-- START Data records --
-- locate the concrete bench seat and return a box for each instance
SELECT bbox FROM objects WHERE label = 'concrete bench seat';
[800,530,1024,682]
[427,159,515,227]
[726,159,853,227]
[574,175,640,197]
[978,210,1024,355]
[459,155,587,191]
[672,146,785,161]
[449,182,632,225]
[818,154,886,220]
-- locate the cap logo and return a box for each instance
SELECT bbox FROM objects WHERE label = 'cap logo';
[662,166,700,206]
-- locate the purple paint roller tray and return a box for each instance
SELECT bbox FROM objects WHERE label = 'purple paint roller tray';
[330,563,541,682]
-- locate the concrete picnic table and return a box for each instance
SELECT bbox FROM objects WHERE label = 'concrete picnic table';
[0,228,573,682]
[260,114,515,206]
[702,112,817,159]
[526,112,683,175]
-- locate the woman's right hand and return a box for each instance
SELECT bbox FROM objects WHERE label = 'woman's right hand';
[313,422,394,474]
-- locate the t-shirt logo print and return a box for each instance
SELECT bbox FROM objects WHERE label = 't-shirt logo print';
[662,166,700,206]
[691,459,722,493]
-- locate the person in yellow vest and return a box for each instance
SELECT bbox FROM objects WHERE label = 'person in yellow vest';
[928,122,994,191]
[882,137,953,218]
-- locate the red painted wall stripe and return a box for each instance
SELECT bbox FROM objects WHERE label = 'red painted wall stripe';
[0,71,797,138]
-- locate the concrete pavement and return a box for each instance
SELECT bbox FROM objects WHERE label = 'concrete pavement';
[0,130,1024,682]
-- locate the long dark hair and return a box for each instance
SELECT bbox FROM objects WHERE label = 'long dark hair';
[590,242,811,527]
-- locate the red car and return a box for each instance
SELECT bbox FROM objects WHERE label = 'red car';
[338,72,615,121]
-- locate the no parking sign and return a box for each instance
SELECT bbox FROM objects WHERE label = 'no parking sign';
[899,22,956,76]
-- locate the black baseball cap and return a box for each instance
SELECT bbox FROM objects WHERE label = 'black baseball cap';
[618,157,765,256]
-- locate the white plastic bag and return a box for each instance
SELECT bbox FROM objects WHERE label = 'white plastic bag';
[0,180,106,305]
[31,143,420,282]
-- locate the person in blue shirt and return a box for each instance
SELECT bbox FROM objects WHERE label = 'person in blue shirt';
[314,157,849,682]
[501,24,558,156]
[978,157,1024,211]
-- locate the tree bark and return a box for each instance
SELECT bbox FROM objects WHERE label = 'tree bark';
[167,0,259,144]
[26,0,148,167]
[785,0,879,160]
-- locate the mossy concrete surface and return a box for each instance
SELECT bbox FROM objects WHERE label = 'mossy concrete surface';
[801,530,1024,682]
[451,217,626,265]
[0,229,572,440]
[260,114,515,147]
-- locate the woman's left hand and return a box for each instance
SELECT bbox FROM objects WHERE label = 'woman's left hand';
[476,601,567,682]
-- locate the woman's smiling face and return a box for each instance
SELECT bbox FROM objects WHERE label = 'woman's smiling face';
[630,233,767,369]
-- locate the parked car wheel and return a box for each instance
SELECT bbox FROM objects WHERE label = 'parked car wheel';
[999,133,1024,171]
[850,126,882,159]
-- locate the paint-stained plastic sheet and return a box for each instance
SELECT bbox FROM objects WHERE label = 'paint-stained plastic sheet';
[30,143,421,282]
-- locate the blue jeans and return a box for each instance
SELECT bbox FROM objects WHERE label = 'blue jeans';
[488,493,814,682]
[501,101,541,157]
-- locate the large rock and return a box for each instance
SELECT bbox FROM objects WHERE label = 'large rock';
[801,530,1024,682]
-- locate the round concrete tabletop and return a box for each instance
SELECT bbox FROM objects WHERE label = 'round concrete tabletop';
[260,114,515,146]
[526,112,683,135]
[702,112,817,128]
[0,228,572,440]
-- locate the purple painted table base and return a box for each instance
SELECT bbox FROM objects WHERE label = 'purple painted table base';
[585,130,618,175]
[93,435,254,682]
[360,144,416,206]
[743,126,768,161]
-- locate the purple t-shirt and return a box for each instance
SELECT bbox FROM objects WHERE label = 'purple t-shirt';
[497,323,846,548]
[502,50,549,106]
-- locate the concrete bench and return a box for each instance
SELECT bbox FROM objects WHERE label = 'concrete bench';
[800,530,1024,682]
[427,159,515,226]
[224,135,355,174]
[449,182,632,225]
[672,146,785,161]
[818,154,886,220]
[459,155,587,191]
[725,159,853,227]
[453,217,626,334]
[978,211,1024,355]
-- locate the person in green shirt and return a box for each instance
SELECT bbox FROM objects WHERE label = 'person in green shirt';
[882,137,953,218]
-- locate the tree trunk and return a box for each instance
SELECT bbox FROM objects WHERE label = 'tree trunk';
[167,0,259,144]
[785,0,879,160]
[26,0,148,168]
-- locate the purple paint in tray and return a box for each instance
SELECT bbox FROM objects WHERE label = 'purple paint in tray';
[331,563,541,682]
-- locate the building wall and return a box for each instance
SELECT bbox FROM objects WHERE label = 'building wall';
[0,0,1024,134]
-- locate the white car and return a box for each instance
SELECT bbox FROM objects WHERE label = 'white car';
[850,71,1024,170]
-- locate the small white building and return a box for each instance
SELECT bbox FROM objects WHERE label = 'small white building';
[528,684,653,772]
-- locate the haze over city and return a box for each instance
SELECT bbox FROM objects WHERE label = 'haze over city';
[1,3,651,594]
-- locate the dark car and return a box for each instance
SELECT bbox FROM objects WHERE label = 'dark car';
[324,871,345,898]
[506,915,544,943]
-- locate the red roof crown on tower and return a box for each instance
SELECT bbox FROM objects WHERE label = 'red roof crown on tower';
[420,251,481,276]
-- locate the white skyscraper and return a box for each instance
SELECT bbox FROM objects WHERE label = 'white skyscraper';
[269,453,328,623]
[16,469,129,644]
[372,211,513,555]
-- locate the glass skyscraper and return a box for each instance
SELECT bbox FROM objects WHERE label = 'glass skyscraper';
-- END Data records --
▶ **Task instructions**
Convert all of the lines above into a Markdown table with the columns "Row" and "Line". Skip blank lines.

▶ **Answer in full**
| Row | Line |
|---|---|
| 1 | -- locate the concrete bench seat and return a box for each instance |
| 2 | SELECT bbox FROM objects WHERE label = 'concrete bench seat'; |
| 3 | [800,530,1024,682] |
| 4 | [427,159,515,227] |
| 5 | [726,159,853,227] |
| 6 | [574,175,640,197] |
| 7 | [978,210,1024,355] |
| 8 | [459,155,587,191] |
| 9 | [672,146,785,161] |
| 10 | [449,182,632,225] |
| 11 | [818,154,886,220] |
| 12 | -- locate the cap logo and return a box for each instance |
| 13 | SELECT bbox FROM objects WHERE label = 'cap logo'; |
| 14 | [662,166,700,206] |
| 15 | -- locate the purple paint roller tray and return a box for each instance |
| 16 | SELECT bbox FROM objects WHERE label = 'purple paint roller tray'; |
| 17 | [330,563,541,682] |
| 18 | -- locate the concrete picnic table and return a box for each instance |
| 19 | SELECT bbox FROM objects WHERE label = 'concrete picnic table'; |
| 20 | [0,228,573,682] |
| 21 | [260,114,515,206] |
| 22 | [702,112,817,159] |
| 23 | [526,112,683,175] |
| 24 | -- locate the woman's right hand and return a box for each instance |
| 25 | SELECT bbox FROM objects WHERE label = 'woman's right hand'; |
| 26 | [313,422,394,474] |
| 27 | -- locate the t-shirt logo print and return a box for each instance |
| 28 | SELECT bbox FROM objects WHERE label = 't-shirt logo print'; |
| 29 | [662,166,700,206] |
| 30 | [691,459,722,493] |
| 31 | -- locate the person in yellow vest and return a box for each instance |
| 32 | SELECT bbox FROM objects WHERE label = 'person in yellow vest'; |
| 33 | [928,122,994,191] |
| 34 | [882,137,953,218] |
| 35 | -- locate the red painted wall stripe and return a box for each instance |
| 36 | SELECT bbox FROM objects WHERE label = 'red painted wall stripe'; |
| 37 | [0,71,797,138] |
| 38 | -- locate the concrete pavement and return a box for each instance |
| 39 | SELECT bbox FROM objects WHERE label = 'concrete pavement'; |
| 40 | [0,130,1024,682] |
| 41 | -- locate the long dark hair and return a box for each instance |
| 42 | SELECT bbox FROM objects WHERE label = 'long dark hair'; |
| 43 | [590,242,811,527] |
| 44 | -- locate the red car and return a box for each instance |
| 45 | SELECT bbox FROM objects WHERE label = 'red car'; |
| 46 | [338,72,615,121] |
| 47 | -- locate the no parking sign and return a box for each instance |
| 48 | SELECT bbox FROM objects WHERE label = 'no parking sign'; |
| 49 | [899,22,956,76] |
| 50 | -- locate the black baseball cap and return a box for each instance |
| 51 | SELECT bbox FROM objects WHERE label = 'black baseball cap'; |
| 52 | [618,157,765,256] |
| 53 | -- locate the white plastic bag and return a box for each instance |
| 54 | SELECT bbox FROM objects WHERE label = 'white plastic bag'; |
| 55 | [0,180,106,305] |
| 56 | [31,143,420,282] |
| 57 | -- locate the person in blue shirt and return a box for each instance |
| 58 | SELECT bbox FROM objects WHERE label = 'person in blue shirt'; |
| 59 | [314,157,849,682] |
| 60 | [501,24,558,156] |
| 61 | [978,157,1024,211] |
| 62 | -- locate the tree bark and return a box for each instance |
| 63 | SELECT bbox FROM objects WHERE label = 'tree bark'; |
| 64 | [167,0,259,144] |
| 65 | [26,0,148,167] |
| 66 | [785,0,879,160] |
| 67 | -- locate the mossy concrete surface and return a box for each instance |
| 68 | SELECT bbox FROM objects WHERE label = 'mossy concrete surface'; |
| 69 | [801,530,1024,682] |
| 70 | [451,217,626,265] |
| 71 | [0,229,572,440] |
| 72 | [260,114,515,147] |
| 73 | -- locate the woman's left hand and return a box for each instance |
| 74 | SELECT bbox FROM objects WHERE label = 'woman's left hand'; |
| 75 | [476,601,567,682] |
| 76 | -- locate the woman's smiling face and return a box for each instance |
| 77 | SELECT bbox FROM objects WHERE label = 'woman's smiling face'; |
| 78 | [630,233,767,369] |
| 79 | -- locate the parked car wheel and return a box for each instance |
| 80 | SELECT bbox FROM objects WHERE label = 'parked car wheel'; |
| 81 | [999,133,1024,171] |
| 82 | [850,126,882,159] |
| 83 | -- locate the paint-stained plastic sheet and return a box for each instance |
| 84 | SELECT bbox FROM objects WHERE label = 'paint-stained plastic sheet'; |
| 85 | [30,143,421,282] |
| 86 | -- locate the blue jeans and return a box for each instance |
| 87 | SELECT bbox FROM objects WHERE label = 'blue jeans'; |
| 88 | [488,493,814,682] |
| 89 | [501,101,541,157] |
| 90 | -- locate the large rock and return a box for each instance |
| 91 | SELECT bbox FROM objects WHERE label = 'large rock'; |
| 92 | [801,530,1024,682] |
| 93 | -- locate the round concrete tabletop and return a box for each instance |
| 94 | SELECT bbox FROM objects WHERE label = 'round concrete tabletop'; |
| 95 | [260,114,515,146] |
| 96 | [526,112,683,135] |
| 97 | [702,112,817,128] |
| 98 | [0,228,572,440] |
| 99 | -- locate the purple painted table base and return a box for each instance |
| 100 | SELECT bbox FROM objects WHERE label = 'purple painted table base'; |
| 101 | [585,130,618,175] |
| 102 | [93,435,254,682] |
| 103 | [360,144,416,206] |
| 104 | [743,126,768,161] |
| 105 | -- locate the purple t-shirt and return a box for each instance |
| 106 | SELECT bbox FROM objects WHERE label = 'purple t-shirt'; |
| 107 | [497,323,846,548] |
| 108 | [502,50,549,106] |
| 109 | -- locate the concrete bench and return a box for each instance |
| 110 | SELECT bbox FROM objects WHERE label = 'concrete bench'; |
| 111 | [800,530,1024,682] |
| 112 | [427,159,515,226] |
| 113 | [224,135,355,174] |
| 114 | [449,182,632,225] |
| 115 | [672,146,785,161] |
| 116 | [818,154,886,220] |
| 117 | [459,155,587,191] |
| 118 | [725,159,853,227] |
| 119 | [453,217,626,334] |
| 120 | [978,211,1024,355] |
| 121 | -- locate the person in green shirt and return a box for each instance |
| 122 | SELECT bbox FROM objects WHERE label = 'person in green shirt'; |
| 123 | [882,137,953,218] |
| 124 | -- locate the tree trunk and return a box for each instance |
| 125 | SELECT bbox FROM objects WHERE label = 'tree trunk'; |
| 126 | [167,0,259,144] |
| 127 | [785,0,879,160] |
| 128 | [26,0,148,168] |
| 129 | -- locate the purple paint in tray and return a box for each instance |
| 130 | SELECT bbox FROM objects WHERE label = 'purple paint in tray'; |
| 131 | [331,563,541,682] |
| 132 | -- locate the building wall and return a box for each instance |
| 133 | SELECT bbox FROM objects WHERE label = 'building wall'; |
| 134 | [0,0,1024,134] |
| 135 | -- locate the white car and return a box for each instance |
| 136 | SELECT bbox FROM objects WHERE label = 'white car'; |
| 137 | [850,71,1024,170] |
| 138 | -- locate the small white building and return a box for each instance |
| 139 | SELECT bbox FROM objects WHERE label = 'small white building'; |
| 140 | [528,684,653,772] |
| 141 | -- locate the haze over city and return a box for each instance |
| 142 | SELECT bbox FROM objects WHERE label = 'haze over city'; |
| 143 | [1,3,651,594] |
| 144 | -- locate the dark car and return a box for each instance |
| 145 | SELECT bbox FROM objects WHERE label = 'dark car'; |
| 146 | [324,871,345,898] |
| 147 | [506,915,544,943] |
| 148 | -- locate the red roof crown on tower and return a box for each instance |
| 149 | SELECT bbox FROM objects WHERE label = 'red roof crown on tower'; |
| 150 | [420,251,481,276] |
| 151 | -- locate the white skyscraper and return a box for each instance |
| 152 | SELECT bbox FROM objects WHERE label = 'white skyscraper'; |
| 153 | [269,453,328,623] |
| 154 | [16,469,129,644] |
| 155 | [372,211,513,555] |
| 156 | -- locate the glass skyscraper and return a box for each instance |
| 157 | SELECT bbox FROM objects WHERE label = 'glass skyscraper'; |